Point localization data
○ ○ ○

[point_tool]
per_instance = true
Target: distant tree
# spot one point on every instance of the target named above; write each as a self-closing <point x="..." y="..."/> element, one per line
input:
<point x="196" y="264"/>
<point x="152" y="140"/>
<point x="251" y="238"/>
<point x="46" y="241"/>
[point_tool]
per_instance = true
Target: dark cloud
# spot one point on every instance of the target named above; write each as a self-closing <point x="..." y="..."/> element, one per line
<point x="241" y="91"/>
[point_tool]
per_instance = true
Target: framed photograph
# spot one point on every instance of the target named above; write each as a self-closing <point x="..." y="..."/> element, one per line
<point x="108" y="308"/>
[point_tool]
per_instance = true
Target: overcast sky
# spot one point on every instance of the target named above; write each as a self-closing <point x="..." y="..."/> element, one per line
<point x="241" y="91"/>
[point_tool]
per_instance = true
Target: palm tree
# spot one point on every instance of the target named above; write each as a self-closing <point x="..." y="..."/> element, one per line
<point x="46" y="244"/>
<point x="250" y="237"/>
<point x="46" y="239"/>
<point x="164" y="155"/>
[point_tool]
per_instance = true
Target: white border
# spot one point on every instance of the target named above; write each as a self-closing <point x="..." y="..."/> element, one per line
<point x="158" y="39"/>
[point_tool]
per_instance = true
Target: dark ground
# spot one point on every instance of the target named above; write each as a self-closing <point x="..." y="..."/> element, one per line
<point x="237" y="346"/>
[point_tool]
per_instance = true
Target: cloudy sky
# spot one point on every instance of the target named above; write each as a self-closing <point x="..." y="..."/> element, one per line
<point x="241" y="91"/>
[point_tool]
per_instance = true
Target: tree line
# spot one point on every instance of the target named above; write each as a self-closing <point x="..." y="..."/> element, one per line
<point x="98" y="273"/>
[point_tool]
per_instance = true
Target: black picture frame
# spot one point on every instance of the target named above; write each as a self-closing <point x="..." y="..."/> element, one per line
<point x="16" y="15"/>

○ ○ ○

* **To do**
Nothing but a number should be given: the count of lines above that hold "tree".

* **Your solution**
3